Dataset excerpts:

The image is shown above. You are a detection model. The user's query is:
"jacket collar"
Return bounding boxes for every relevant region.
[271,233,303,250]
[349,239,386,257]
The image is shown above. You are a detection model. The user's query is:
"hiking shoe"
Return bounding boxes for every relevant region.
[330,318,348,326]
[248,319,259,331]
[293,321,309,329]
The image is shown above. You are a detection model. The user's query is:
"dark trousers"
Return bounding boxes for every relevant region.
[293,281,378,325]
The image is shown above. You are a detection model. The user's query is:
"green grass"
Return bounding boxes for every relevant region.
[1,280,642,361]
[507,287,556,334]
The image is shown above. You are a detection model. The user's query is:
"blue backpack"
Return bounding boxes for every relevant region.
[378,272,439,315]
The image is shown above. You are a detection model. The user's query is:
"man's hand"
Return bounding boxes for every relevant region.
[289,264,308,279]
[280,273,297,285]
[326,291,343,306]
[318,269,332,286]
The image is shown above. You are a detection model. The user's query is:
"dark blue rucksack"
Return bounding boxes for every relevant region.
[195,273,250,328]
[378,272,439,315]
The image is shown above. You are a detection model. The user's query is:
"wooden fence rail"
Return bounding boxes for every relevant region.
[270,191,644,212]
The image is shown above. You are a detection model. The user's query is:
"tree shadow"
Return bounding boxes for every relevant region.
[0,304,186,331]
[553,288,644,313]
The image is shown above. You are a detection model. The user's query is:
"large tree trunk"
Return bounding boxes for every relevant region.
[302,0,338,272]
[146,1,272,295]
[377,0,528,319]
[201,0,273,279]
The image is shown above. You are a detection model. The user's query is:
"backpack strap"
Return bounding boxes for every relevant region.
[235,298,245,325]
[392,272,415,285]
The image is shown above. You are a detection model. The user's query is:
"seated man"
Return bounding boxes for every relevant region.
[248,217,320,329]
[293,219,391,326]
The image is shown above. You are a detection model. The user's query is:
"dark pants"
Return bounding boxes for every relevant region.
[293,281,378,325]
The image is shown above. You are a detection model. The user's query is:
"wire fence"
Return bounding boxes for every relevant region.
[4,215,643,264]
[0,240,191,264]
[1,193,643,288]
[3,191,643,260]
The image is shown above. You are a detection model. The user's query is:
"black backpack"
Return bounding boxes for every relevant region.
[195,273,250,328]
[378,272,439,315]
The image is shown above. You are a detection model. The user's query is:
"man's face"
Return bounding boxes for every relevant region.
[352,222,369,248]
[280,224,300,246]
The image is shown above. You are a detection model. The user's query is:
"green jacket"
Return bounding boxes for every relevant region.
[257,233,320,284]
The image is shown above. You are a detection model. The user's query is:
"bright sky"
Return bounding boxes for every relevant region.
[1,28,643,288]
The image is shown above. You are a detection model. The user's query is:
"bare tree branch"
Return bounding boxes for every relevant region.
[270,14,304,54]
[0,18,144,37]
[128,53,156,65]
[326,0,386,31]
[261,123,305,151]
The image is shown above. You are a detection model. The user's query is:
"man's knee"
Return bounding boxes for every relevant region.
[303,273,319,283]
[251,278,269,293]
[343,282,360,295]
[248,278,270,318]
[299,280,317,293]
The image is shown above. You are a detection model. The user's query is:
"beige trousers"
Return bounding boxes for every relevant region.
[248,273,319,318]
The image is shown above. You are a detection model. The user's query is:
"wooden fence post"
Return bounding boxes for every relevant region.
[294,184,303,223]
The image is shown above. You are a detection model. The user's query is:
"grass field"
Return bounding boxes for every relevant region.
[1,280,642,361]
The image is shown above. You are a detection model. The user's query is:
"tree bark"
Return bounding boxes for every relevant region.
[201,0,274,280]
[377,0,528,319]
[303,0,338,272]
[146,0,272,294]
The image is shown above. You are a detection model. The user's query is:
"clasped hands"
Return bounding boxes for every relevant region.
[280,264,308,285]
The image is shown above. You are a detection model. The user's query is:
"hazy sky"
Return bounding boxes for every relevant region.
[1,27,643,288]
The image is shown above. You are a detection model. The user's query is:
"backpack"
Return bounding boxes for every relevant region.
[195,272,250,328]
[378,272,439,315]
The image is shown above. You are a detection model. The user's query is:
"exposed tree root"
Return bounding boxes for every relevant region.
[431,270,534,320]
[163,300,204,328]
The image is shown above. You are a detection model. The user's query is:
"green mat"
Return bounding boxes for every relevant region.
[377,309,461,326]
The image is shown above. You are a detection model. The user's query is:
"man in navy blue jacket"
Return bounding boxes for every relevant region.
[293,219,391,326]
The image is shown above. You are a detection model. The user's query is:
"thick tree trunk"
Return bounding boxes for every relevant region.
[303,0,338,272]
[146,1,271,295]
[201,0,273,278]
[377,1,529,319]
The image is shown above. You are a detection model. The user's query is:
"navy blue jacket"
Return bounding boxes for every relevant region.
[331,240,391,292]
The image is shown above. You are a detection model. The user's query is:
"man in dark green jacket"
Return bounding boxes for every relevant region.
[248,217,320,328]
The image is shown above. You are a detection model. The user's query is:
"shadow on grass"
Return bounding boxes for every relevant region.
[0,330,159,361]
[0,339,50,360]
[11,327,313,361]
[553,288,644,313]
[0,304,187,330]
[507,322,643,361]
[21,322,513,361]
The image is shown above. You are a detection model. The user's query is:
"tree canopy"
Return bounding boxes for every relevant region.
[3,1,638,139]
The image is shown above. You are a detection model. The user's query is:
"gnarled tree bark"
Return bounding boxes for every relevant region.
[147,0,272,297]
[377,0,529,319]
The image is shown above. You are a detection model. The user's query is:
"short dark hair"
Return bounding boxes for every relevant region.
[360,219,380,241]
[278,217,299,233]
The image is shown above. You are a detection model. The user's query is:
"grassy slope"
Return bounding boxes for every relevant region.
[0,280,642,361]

### Your instructions
Write only the number of lines above in which the word "fence" is found.

### Answer to this task
3